- _Check your understanding_:
1 > Summarize the passage on the NHS debate in two sentences.
2 > Reproduce the passage on the NHS debate word for word, starting with "For many years, the" and going on through "healthcare for decades.".

- _Document extract_:
For many years, the NHS debate has been frustratingly one-dimensional, boiling down to whether the system is under or overfunded. Voices from much of the left claim the NHS woefully lacks funding, especially after thirteen years of Conservative government, while many on the right typically counter this, arguing that the NHS is a ‘blackhole’ of taxpayer money. Recent plans for ‘reform’ unveiled by Rishi Sunak are a partial step in the right direction, as are recent reports by think tanks such as the IEA on how the NHS can learn from systems such as Australian healthcare. These expose that the problem with the NHS is deeply structural, and it is only reform to those structures that will help solve the issues that have dogged our healthcare for decades.

- _Records_:

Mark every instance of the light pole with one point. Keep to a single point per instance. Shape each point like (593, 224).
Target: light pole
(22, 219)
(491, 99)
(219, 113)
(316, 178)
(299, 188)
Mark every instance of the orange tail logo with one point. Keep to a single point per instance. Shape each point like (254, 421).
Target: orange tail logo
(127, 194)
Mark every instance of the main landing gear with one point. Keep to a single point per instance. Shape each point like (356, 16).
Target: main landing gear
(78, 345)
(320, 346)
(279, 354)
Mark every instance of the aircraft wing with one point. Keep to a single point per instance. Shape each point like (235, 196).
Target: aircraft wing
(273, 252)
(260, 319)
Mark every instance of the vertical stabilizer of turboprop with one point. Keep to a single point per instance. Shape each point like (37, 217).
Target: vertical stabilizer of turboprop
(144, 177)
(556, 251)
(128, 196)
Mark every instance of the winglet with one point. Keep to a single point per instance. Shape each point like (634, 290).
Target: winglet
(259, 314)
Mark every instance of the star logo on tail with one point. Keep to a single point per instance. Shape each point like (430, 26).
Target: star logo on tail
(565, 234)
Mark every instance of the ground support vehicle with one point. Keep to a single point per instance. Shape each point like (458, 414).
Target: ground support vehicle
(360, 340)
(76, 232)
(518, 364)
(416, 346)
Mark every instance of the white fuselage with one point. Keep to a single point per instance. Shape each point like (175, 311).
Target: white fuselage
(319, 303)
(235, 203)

- _List of solutions_:
1 > The NHS debate has long been reduced to whether the system is under- or overfunded, with much of the left saying it lacks money and many on the right calling it a "blackhole" of taxpayer money. Rishi Sunak's reform plans and think-tank reports such as the IEA's are a partial step in the right direction, exposing that the NHS's problems are deeply structural and can only be solved by reforming those structures.

2 >
For many years, the NHS debate has been frustratingly one-dimensional, boiling down to whether the system is under or overfunded. Voices from much of the left claim the NHS woefully lacks funding, especially after thirteen years of Conservative government, while many on the right typically counter this, arguing that the NHS is a ‘blackhole’ of taxpayer money. Recent plans for ‘reform’ unveiled by Rishi Sunak are a partial step in the right direction, as are recent reports by think tanks such as the IEA on how the NHS can learn from systems such as Australian healthcare. These expose that the problem with the NHS is deeply structural, and it is only reform to those structures that will help solve the issues that have dogged our healthcare for decades.